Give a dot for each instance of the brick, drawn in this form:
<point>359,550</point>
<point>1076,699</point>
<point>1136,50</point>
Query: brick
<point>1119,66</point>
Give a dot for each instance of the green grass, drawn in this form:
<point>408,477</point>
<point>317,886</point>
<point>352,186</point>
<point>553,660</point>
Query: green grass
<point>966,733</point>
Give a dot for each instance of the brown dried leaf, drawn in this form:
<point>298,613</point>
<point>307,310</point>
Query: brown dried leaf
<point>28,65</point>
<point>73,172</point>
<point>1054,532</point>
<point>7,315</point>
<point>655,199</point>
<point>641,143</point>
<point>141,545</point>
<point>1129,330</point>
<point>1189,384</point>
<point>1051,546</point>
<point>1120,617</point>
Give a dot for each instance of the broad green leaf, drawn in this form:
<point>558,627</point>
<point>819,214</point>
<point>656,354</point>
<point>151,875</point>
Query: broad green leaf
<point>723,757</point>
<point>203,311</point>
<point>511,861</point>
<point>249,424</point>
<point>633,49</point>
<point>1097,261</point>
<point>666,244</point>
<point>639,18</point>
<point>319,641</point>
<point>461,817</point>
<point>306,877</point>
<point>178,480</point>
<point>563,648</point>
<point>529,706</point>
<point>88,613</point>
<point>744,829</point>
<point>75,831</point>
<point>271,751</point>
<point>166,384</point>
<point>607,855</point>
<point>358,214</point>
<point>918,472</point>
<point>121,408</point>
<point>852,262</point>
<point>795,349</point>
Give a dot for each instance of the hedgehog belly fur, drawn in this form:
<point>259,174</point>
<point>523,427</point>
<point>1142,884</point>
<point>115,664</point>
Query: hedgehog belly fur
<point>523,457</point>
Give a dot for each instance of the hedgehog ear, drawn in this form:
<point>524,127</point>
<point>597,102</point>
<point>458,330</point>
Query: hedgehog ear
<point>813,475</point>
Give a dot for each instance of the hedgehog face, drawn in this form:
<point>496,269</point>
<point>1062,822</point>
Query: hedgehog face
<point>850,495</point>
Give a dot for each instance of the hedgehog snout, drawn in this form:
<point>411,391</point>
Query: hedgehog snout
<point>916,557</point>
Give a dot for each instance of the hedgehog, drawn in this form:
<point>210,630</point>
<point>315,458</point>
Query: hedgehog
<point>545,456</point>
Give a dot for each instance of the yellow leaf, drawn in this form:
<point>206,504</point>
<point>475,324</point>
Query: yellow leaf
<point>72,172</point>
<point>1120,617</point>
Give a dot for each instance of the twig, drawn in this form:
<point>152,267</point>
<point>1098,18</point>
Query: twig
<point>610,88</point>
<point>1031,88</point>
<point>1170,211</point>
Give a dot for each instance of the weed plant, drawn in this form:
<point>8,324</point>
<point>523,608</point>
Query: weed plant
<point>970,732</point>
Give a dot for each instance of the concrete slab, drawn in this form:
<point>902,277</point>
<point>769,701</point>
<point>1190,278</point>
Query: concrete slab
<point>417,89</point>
+ + + + +
**Goal**
Copy the entire listing above word for word, keeping every line and point unchanged.

**Result for this exercise**
Give a dot for each instance of the brick, drawn in this form:
<point>359,550</point>
<point>1076,699</point>
<point>1136,50</point>
Query: brick
<point>1119,66</point>
Give a dot for each instance of the green grass, drawn in this form:
<point>408,477</point>
<point>317,886</point>
<point>352,186</point>
<point>553,660</point>
Query: green grass
<point>966,733</point>
Give a dot for each instance of the brown dried leaf, drawn in this form:
<point>298,613</point>
<point>307,310</point>
Query: brown dried leaf
<point>28,65</point>
<point>73,172</point>
<point>1054,532</point>
<point>7,315</point>
<point>655,199</point>
<point>641,143</point>
<point>141,545</point>
<point>1129,330</point>
<point>1189,384</point>
<point>1051,546</point>
<point>1120,617</point>
Give a dot for each instance of the broad green leaf, drawn in this form:
<point>558,627</point>
<point>819,214</point>
<point>656,354</point>
<point>151,875</point>
Query: broad green leaf
<point>723,757</point>
<point>203,311</point>
<point>511,861</point>
<point>249,424</point>
<point>633,49</point>
<point>1097,261</point>
<point>666,244</point>
<point>639,18</point>
<point>319,641</point>
<point>461,817</point>
<point>306,877</point>
<point>178,480</point>
<point>563,648</point>
<point>529,706</point>
<point>88,613</point>
<point>744,829</point>
<point>75,831</point>
<point>271,751</point>
<point>166,384</point>
<point>607,855</point>
<point>358,214</point>
<point>918,472</point>
<point>121,408</point>
<point>852,262</point>
<point>795,349</point>
Give a dot for each instance of the hedgehog belly fur, drawn in this form:
<point>259,174</point>
<point>523,427</point>
<point>1142,884</point>
<point>115,664</point>
Query: hedgehog belly fur
<point>523,457</point>
Give a dot for each instance of the hedgehog ear, drawn in this form:
<point>524,127</point>
<point>597,102</point>
<point>458,330</point>
Query: hedgehog ear
<point>813,475</point>
Give a dot for each instance of the hedgehog face, drawn in this form:
<point>496,269</point>
<point>1062,822</point>
Query: hedgehog face
<point>850,495</point>
Give a dot for each instance of the hedgehog snout, drawn in this form:
<point>411,391</point>
Query: hedgehog snout
<point>916,557</point>
Give a dot for each instance of the hedgehog, drawn in this form:
<point>210,630</point>
<point>315,458</point>
Query: hedgehog
<point>545,456</point>
Give a dot for each instance of the yellow leaf, drawn in this form:
<point>206,504</point>
<point>475,324</point>
Query: yellow leaf
<point>72,172</point>
<point>1120,617</point>
Give a dot for each instance of the twig, drawn in this form:
<point>152,267</point>
<point>1098,18</point>
Query: twig
<point>610,88</point>
<point>1031,88</point>
<point>1170,211</point>
Give a dot for each instance of the weed plant, drawn in this form:
<point>8,324</point>
<point>523,608</point>
Query: weed plant
<point>970,732</point>
Give a dot for each instance of the concrete slab, drawn in this form:
<point>902,277</point>
<point>769,701</point>
<point>1190,278</point>
Query: concrete slab
<point>417,89</point>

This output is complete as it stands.